▸ **WHAT TO PRODUCE**: Each line from the one containing "Locate the shop" through the last line of the entries below is to be transcribed exactly. Nothing else belongs in the reply.

▸ **GIVEN RECORDS**:

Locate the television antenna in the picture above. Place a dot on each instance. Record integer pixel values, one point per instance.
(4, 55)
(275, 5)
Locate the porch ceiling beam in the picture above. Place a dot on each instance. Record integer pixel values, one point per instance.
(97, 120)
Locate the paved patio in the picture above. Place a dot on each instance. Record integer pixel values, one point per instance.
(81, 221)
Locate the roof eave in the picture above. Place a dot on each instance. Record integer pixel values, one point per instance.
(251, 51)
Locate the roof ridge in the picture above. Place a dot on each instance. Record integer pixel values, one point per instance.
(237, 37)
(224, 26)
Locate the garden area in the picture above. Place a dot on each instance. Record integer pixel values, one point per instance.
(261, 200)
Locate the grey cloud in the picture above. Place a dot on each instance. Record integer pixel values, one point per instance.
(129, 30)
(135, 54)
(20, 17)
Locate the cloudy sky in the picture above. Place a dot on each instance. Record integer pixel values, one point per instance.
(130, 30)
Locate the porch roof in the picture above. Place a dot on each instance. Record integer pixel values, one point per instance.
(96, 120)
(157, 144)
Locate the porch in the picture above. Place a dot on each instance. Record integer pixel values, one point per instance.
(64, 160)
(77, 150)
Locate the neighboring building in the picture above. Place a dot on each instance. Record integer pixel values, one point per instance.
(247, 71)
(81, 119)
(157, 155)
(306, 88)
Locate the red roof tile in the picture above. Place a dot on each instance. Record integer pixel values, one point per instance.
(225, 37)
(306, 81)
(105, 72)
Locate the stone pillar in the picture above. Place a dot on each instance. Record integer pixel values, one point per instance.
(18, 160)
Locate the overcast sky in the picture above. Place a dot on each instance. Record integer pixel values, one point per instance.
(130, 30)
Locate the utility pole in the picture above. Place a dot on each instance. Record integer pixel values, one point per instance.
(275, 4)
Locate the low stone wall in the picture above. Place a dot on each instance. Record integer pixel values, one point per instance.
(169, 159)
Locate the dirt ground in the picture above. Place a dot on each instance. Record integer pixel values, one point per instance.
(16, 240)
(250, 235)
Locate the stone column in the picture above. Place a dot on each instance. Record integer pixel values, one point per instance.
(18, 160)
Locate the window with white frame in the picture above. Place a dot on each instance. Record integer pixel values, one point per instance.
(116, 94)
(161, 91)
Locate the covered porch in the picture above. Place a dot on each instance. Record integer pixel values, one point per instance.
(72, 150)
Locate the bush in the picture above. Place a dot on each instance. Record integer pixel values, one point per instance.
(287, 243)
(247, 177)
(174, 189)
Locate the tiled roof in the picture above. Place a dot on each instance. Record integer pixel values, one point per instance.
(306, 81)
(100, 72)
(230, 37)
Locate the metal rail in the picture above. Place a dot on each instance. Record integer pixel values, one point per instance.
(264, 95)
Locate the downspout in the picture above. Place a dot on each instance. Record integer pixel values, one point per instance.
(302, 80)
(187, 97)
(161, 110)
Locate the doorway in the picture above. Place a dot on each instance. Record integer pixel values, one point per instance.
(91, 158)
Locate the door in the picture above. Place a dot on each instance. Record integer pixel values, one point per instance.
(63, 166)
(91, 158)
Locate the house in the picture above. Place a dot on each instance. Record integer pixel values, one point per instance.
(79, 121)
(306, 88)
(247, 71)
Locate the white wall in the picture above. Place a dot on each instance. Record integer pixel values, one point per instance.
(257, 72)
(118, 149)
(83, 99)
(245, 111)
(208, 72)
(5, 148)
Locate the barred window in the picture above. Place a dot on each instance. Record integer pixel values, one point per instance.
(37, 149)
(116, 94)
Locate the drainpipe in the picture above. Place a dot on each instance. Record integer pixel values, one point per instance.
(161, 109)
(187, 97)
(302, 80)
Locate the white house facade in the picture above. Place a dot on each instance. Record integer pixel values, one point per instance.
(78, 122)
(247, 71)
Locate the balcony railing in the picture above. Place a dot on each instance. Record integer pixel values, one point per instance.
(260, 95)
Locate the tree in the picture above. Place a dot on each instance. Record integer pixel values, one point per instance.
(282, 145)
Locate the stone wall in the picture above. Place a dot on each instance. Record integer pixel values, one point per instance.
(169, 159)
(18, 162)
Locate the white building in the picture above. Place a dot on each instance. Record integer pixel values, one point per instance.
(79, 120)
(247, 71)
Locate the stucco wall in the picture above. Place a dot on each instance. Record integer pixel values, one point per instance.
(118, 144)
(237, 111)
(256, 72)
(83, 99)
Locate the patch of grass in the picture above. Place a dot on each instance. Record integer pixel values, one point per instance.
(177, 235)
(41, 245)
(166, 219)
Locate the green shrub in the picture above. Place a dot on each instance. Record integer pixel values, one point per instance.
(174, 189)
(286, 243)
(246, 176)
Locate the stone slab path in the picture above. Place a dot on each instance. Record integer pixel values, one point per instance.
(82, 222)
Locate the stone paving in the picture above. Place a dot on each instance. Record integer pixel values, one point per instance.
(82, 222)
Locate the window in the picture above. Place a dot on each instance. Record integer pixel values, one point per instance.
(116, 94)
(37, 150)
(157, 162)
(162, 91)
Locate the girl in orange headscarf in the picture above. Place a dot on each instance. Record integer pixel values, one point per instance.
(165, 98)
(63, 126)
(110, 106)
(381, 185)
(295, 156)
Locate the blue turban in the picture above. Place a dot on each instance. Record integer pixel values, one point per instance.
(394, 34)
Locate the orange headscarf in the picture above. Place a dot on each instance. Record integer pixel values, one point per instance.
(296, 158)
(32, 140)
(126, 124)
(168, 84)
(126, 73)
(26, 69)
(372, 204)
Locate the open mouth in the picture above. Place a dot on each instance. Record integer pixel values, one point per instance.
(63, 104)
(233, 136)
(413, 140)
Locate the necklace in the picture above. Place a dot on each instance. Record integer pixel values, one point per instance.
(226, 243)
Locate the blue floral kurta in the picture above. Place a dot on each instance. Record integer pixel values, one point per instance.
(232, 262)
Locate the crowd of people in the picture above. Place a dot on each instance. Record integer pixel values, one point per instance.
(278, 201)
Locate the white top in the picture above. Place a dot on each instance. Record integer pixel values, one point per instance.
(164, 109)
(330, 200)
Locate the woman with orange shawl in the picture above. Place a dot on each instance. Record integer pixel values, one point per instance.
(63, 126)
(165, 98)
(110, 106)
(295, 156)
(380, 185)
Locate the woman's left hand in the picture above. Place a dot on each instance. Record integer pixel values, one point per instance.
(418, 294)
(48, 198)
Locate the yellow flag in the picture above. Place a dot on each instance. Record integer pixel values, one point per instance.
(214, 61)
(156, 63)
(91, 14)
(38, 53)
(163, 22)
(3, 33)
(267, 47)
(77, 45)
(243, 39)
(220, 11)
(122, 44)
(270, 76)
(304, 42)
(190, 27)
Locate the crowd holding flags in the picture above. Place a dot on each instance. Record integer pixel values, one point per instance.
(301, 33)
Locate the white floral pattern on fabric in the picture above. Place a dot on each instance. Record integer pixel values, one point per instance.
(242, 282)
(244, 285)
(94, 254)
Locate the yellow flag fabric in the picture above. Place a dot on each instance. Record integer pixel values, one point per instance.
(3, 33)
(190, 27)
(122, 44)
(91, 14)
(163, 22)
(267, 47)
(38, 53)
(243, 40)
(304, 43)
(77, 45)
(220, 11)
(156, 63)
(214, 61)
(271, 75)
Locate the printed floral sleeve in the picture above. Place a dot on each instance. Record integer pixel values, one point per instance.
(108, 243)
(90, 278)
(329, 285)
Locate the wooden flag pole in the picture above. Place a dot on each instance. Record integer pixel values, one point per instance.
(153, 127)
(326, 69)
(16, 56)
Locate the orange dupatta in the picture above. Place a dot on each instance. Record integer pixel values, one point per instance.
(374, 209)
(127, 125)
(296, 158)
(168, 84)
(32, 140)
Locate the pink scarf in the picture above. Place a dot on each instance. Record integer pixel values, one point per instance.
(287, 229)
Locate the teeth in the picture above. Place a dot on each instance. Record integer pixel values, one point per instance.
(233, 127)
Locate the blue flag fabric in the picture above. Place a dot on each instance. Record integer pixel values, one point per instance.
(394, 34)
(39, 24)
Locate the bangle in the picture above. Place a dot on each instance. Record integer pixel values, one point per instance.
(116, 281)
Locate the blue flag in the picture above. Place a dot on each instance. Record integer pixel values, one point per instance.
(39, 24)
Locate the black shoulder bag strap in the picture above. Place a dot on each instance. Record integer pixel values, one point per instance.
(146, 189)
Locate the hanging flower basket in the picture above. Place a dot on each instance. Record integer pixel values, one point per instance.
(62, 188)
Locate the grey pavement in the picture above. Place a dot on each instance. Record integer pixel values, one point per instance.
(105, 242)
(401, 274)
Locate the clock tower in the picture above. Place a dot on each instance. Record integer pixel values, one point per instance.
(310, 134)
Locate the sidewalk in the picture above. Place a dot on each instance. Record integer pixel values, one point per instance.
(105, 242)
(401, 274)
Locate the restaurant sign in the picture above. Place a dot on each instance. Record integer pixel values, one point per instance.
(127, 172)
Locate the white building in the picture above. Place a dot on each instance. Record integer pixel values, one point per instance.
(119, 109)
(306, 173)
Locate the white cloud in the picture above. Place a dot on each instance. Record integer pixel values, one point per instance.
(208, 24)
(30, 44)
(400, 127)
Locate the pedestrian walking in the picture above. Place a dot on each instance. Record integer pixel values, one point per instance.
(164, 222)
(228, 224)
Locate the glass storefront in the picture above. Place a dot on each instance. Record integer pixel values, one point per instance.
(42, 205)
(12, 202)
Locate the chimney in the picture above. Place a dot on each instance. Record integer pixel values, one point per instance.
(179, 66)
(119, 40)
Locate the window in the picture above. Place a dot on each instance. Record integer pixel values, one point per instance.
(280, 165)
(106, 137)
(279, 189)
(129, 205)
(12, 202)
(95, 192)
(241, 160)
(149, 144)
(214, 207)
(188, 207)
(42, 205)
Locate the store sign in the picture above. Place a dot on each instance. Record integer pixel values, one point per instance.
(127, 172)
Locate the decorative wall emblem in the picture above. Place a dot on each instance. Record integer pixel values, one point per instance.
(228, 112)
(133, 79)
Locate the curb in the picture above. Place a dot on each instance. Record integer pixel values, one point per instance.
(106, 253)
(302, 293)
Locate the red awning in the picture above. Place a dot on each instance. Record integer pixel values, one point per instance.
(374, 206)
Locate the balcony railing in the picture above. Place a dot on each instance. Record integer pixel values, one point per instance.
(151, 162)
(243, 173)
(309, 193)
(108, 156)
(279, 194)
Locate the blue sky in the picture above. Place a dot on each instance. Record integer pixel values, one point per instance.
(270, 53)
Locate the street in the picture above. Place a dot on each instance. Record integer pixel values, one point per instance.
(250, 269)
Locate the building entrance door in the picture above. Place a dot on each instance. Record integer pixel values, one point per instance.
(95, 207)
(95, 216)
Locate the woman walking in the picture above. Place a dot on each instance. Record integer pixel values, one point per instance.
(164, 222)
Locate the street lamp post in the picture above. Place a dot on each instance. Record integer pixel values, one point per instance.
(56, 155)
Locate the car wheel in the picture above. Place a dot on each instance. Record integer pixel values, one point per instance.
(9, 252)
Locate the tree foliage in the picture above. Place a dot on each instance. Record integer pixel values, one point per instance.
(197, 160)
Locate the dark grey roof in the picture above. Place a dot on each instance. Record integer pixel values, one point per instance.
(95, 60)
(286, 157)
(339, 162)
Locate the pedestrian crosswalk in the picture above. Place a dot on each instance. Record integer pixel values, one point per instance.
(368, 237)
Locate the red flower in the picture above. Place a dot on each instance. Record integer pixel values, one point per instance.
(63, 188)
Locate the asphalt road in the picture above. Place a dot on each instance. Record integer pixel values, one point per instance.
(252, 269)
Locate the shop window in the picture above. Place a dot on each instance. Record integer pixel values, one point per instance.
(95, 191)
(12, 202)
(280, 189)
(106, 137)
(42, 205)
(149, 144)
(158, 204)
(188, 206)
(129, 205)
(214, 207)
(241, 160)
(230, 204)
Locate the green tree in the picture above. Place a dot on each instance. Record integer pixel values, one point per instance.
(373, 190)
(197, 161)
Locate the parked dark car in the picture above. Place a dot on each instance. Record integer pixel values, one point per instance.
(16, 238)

▸ **EXERCISE SOLUTION**:
Locate the shop window in the picture above. Place a dot on each instance. Record integer pixel values, one point per instance.
(95, 191)
(12, 202)
(280, 189)
(106, 137)
(42, 205)
(149, 144)
(158, 204)
(188, 206)
(129, 205)
(214, 207)
(241, 160)
(230, 204)
Locate the green tree in the picture above. Place a dot on each instance. Record integer pixel values, one point per instance.
(373, 190)
(197, 161)
Locate the parked dark car in the picture above. Place a dot on each instance. Record integer pixel values, one point per instance.
(16, 238)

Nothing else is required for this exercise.